Only one stretch of the data below is needed. Output the lines from the one with "Target: tree line" up to and including the one with "Write each point like x=151, y=146.", exactly as they stand.

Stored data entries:
------------------------------------------------
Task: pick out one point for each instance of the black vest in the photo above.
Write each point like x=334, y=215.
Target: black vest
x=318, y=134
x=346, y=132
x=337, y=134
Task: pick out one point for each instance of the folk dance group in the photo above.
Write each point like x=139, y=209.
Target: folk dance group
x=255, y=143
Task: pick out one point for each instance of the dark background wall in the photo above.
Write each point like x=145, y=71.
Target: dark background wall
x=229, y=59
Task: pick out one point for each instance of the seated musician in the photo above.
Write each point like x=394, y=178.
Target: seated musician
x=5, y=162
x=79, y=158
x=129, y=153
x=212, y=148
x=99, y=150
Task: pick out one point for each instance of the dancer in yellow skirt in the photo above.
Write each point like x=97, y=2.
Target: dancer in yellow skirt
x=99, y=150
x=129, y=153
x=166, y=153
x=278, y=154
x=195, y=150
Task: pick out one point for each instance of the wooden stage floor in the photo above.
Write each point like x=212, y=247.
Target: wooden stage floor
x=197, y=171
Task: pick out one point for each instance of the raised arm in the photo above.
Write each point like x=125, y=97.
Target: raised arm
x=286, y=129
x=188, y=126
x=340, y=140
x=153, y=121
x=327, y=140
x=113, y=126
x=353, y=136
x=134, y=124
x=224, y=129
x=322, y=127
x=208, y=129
------------------------------------------------
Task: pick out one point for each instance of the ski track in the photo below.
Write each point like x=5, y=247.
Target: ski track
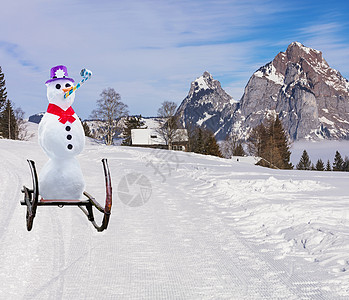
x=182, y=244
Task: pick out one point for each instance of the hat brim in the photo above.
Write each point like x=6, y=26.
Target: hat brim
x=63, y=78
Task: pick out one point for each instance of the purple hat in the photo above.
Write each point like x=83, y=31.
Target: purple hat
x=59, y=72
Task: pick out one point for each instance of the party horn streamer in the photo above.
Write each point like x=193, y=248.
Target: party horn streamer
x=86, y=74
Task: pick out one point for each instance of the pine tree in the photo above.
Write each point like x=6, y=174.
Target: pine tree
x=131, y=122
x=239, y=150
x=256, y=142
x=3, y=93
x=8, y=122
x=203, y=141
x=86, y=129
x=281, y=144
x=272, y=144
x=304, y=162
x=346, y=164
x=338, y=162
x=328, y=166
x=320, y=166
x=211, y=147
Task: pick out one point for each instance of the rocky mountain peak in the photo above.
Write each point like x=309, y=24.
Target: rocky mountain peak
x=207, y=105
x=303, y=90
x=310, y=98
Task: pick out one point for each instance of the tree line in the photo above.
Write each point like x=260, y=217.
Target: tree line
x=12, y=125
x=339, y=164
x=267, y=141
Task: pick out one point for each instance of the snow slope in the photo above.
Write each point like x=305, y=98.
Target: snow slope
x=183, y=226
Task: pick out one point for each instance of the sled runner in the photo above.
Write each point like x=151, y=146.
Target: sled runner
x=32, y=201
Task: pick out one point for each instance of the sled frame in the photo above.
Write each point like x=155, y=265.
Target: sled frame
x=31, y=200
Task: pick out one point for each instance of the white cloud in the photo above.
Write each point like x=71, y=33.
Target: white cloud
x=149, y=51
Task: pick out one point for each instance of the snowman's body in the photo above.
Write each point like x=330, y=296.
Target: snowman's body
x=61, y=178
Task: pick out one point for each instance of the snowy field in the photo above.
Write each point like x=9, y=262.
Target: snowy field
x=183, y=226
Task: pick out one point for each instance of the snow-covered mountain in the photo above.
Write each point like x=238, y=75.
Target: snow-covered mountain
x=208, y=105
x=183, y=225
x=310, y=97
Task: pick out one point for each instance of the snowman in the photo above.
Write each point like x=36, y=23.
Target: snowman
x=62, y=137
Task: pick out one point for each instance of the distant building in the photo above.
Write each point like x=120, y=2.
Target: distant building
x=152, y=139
------------------------------------------------
**Solution to the problem**
Target: tree line
x=12, y=125
x=339, y=164
x=267, y=141
Task: pick out one point for each instance of the snow slope in the photo above.
Write each point like x=305, y=98.
Target: snow slope
x=183, y=226
Task: pick out one point for each instance of the sled runner in the photo above.
Write each point like x=151, y=146.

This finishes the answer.